**What to do**
Every line of the entries below that carries the string "player" should be copied.

★ ★ ★

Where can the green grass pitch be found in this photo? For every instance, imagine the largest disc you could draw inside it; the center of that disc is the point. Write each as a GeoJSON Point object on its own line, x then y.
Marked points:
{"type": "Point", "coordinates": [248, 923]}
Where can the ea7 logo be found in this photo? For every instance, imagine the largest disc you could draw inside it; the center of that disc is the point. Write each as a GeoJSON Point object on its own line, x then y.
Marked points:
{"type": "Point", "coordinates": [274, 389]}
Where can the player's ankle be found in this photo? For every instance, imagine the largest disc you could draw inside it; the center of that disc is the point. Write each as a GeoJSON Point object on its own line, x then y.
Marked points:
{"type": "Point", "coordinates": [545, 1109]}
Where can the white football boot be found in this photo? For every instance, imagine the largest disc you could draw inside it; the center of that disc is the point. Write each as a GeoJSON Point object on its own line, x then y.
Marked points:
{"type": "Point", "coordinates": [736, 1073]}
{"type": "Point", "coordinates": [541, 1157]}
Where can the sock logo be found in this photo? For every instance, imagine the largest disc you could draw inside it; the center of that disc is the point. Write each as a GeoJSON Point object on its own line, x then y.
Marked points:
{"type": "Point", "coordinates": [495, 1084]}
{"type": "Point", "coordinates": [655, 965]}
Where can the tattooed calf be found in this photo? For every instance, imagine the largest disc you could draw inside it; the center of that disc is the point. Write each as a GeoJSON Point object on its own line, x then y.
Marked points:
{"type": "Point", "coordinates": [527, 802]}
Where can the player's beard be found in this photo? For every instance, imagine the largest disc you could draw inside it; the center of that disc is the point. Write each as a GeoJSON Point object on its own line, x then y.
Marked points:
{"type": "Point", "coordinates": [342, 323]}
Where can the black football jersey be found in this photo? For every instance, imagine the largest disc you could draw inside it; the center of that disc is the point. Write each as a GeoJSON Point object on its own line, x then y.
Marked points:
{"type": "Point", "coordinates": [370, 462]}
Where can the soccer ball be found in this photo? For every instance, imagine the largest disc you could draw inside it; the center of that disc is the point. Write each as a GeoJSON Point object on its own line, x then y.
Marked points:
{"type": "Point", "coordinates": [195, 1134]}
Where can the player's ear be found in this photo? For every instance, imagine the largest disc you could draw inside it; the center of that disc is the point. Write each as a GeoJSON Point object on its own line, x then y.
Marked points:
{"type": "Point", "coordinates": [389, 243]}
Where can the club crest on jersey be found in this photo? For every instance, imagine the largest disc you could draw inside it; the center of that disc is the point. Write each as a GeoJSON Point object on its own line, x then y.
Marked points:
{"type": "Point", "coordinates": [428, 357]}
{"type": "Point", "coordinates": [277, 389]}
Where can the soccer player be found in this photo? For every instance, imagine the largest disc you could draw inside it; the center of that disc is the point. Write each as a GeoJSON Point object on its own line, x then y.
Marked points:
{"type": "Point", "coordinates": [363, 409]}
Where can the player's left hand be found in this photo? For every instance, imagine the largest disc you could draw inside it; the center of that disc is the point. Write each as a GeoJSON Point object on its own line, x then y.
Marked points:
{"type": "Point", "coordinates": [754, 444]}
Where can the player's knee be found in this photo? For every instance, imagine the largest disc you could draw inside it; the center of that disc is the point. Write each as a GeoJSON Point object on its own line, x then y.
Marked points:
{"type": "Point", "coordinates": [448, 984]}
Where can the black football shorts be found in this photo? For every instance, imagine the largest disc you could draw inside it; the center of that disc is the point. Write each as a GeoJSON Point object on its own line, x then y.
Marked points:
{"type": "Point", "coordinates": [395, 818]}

★ ★ ★

**Exercise result**
Where can the player's ankle be found in this photo? For every instance, imagine the largest disc you could draw inside it; the center of that disc is the point. Write each as a GeoJSON Point object on its own line, x then y.
Where can the player's beard be found in this photo? For every instance, imagine the largest disc you could draw inside it; the center of that disc is the point. Write each as a GeoJSON Point object on its own line, x then y.
Where can the player's ear be found in this photo? For every instance, imagine the largest disc you could draw inside it; the center of that disc is the point. Write each as a GeoJSON Point object on its own line, x then y.
Where can the soccer player be found in this photo? For every instance, imagine the largest disc you could draw inside it; the center of that disc is the point. Write each as a GeoJSON Point object on its own line, x then y.
Where can the player's left hand be found in this photo? For every instance, imagine the largest disc you could draw inside it; the center of that disc is the point. Write each as a GeoJSON Point object on its own line, x then y.
Where can the player's knee be found in this photo? For every instance, imagine the largest disc you could draw inside it; the center of that disc is the point. Write each as a GeoJSON Point object on its own line, x then y.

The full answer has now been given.